#### Problem description:
Report every line of the items below that contains the word "this", matching its case exactly.

◇ ◇ ◇ ◇ ◇ ◇ ◇

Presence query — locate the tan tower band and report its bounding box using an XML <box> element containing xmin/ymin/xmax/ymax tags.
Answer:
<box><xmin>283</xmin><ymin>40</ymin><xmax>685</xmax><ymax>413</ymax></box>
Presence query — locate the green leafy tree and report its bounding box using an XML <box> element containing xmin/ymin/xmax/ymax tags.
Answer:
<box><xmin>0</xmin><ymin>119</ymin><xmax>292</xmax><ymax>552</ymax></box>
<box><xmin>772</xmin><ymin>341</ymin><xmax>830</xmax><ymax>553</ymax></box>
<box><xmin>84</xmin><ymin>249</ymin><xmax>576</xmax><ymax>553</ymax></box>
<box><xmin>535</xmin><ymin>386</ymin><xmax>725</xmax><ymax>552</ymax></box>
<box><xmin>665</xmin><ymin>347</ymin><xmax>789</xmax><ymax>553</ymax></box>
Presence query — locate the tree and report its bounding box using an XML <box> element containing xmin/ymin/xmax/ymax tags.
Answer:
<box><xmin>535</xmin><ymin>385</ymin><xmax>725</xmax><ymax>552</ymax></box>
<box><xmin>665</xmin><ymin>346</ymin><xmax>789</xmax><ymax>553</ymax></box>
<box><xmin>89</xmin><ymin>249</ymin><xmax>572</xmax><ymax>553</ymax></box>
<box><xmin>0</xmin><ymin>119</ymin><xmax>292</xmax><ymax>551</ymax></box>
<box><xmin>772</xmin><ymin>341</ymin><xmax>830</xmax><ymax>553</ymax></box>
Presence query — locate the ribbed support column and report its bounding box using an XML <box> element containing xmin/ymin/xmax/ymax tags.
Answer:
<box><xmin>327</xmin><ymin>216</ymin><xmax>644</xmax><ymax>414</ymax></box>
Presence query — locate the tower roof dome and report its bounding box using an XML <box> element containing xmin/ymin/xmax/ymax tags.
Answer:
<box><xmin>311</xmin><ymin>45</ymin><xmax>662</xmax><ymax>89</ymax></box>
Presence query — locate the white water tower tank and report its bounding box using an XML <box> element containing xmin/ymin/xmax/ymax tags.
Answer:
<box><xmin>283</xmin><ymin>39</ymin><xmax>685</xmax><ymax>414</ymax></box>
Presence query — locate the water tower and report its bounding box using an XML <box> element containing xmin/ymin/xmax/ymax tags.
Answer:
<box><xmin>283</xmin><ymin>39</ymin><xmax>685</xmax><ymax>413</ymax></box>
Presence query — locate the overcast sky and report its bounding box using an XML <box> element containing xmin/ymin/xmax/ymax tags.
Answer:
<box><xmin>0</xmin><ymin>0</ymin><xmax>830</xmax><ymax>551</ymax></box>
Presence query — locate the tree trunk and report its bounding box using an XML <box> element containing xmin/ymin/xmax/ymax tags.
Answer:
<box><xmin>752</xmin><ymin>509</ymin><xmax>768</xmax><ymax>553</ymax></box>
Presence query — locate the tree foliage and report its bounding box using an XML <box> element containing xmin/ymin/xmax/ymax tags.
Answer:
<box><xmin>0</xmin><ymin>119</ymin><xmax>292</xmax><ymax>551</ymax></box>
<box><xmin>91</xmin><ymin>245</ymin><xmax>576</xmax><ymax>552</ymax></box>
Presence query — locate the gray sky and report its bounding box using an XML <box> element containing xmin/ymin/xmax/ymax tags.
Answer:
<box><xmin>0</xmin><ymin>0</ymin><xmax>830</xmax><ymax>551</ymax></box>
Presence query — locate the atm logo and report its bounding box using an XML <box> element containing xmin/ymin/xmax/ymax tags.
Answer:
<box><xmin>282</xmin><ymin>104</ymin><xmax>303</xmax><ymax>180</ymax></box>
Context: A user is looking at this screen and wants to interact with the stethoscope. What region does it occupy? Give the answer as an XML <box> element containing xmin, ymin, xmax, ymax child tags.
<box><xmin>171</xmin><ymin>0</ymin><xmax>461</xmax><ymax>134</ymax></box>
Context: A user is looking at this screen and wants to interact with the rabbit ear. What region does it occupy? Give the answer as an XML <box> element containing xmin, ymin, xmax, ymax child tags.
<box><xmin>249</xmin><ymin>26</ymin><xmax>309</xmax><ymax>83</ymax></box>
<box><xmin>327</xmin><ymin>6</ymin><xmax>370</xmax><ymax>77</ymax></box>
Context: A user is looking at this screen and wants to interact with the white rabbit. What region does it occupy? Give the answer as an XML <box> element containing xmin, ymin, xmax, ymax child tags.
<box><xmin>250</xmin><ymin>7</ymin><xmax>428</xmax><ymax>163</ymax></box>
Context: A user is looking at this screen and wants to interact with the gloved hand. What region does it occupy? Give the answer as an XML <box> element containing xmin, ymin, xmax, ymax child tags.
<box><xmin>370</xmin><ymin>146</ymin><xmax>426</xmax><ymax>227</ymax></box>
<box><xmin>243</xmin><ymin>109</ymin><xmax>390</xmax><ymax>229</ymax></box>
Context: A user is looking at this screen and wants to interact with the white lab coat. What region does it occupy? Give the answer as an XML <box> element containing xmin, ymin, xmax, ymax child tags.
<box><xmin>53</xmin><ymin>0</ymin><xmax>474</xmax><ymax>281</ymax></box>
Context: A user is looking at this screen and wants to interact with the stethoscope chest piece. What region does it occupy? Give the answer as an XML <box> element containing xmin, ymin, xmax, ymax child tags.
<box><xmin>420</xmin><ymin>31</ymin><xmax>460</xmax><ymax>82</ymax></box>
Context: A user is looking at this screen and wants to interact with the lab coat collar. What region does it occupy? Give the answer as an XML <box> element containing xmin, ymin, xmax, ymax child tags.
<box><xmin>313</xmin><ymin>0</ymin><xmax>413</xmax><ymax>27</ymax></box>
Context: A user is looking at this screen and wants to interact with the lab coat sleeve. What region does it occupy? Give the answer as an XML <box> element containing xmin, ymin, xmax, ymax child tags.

◇ ◇ ◇ ◇ ◇ ◇ ◇

#### The solution:
Context: A user is looking at this screen and wants to interact with the stethoscope. What region does it occupy? Give the answer as an XML <box> element containing xmin, ymin, xmax, ymax child tags.
Context: A user is looking at this screen and wants to interact with the rabbit ear. What region does it occupy? Give the answer as an XML <box> element containing xmin, ymin, xmax, ymax child tags.
Context: A user is looking at this screen and wants to interact with the white rabbit. What region does it occupy? Give the answer as an XML <box> element containing xmin, ymin, xmax, ymax child tags.
Context: A user is looking at this screen and wants to interact with the gloved hand. What region does it occupy? Give the answer as an XML <box> element containing xmin, ymin, xmax, ymax child tags.
Context: A user is looking at this screen and wants to interact with the white lab coat. What region does it occupy? Give the answer as an XML <box> element containing xmin, ymin, xmax, ymax child tags.
Context: A user is looking at this screen and wants to interact with the stethoscope chest piece. What region does it occupy? Give the answer as an XML <box> element containing xmin, ymin, xmax, ymax child tags.
Context: A user is looking at this screen and wants to interact with the lab coat collar. What region does it occupy? Give the answer as an XML <box> element containing xmin, ymin, xmax, ymax child tags.
Context: A user is looking at this screen and wants to interact with the lab coat sleeve. What region does it occupy? Give the answer as an XML <box> element containing xmin, ymin, xmax, ymax child tags.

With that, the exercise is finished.